#### [Required action]
Print all the records below, word for word and in full.

#### [Provided records]
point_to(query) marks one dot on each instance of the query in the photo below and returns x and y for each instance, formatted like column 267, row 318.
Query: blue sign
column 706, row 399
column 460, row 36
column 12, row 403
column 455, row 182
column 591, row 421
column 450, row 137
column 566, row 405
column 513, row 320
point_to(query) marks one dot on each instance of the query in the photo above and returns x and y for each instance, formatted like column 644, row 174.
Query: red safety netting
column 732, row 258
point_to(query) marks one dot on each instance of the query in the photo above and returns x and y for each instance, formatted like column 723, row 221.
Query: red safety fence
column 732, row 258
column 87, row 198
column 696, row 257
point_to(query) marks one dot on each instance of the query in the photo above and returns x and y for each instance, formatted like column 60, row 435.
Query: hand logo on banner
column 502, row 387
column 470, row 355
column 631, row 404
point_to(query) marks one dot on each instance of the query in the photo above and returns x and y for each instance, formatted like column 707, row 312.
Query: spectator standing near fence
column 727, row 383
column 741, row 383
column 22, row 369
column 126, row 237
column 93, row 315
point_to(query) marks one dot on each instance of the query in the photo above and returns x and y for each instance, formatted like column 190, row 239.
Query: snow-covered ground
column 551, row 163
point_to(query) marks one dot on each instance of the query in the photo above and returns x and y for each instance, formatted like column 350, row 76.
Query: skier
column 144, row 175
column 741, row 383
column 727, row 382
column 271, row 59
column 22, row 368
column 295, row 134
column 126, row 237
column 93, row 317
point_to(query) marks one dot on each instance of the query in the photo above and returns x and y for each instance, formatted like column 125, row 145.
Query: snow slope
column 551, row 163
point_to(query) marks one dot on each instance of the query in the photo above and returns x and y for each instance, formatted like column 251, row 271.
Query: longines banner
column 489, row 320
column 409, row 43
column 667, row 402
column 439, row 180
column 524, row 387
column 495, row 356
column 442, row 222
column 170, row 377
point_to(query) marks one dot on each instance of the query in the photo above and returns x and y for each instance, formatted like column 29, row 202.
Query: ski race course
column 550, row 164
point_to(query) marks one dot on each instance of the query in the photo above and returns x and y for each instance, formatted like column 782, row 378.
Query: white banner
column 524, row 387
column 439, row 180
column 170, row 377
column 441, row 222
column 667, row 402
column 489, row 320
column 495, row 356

#### [Written response]
point_to(query) marks one dot on each instance of the query in the photo below and returns x and y for each instance, formatted like column 267, row 318.
Query: blue sign
column 706, row 399
column 460, row 36
column 12, row 403
column 455, row 182
column 591, row 421
column 450, row 137
column 566, row 405
column 513, row 320
point_to(query) marks one dot on each instance of the query in the photo above and returns x and y for each instance, formatted like column 644, row 174.
Query: red safety netting
column 732, row 258
point_to(query) marks one dot on each instance of the query in the photo above and returns x and y for each instance, formatted like column 723, row 221.
Query: red safety fence
column 732, row 258
column 87, row 198
column 696, row 257
point_to(query) marks one dot on each instance of the query in the photo above and returns x and y for each instance, formatted like column 60, row 435.
Query: hand logo on banner
column 502, row 387
column 470, row 355
column 631, row 404
point_to(query) marks one dot on each instance of the query in the photo above and returns x and y for each instance, formatted like column 707, row 312.
Query: spectator standing near fence
column 727, row 383
column 741, row 383
column 22, row 369
column 126, row 237
column 93, row 315
point_to(query) marks one dot on each instance of the query in the photo above and returns x and y for each instance, formatted like column 190, row 239.
Query: snow-covered ground
column 551, row 163
point_to(query) marks one dot on each instance of the query in the photo above and returns x and y for each instance, formatted like column 350, row 76.
Query: skier
column 144, row 175
column 741, row 383
column 727, row 382
column 271, row 59
column 22, row 368
column 295, row 134
column 126, row 237
column 93, row 317
point_to(query) marks one dot on each instance of the query in the photo above and returns x and y for each instance, formatted like column 125, row 145.
Query: snow slope
column 551, row 163
point_to(query) marks one dot on each instance of the query in the photo above and returns x and y for each instance, formatted like column 251, row 271.
Query: longines banner
column 489, row 320
column 409, row 43
column 667, row 402
column 439, row 180
column 524, row 387
column 495, row 356
column 442, row 222
column 170, row 377
point_to(query) marks one dot on each instance of the query in the photo above and returns x and y for each instance, formatted like column 29, row 202.
Query: ski race course
column 550, row 164
point_to(query) marks one dot on each instance of the query in the photo above and returns x and y for each instance, formatted like column 782, row 378.
Query: white banner
column 524, row 387
column 439, row 180
column 170, row 377
column 441, row 222
column 667, row 402
column 489, row 320
column 495, row 356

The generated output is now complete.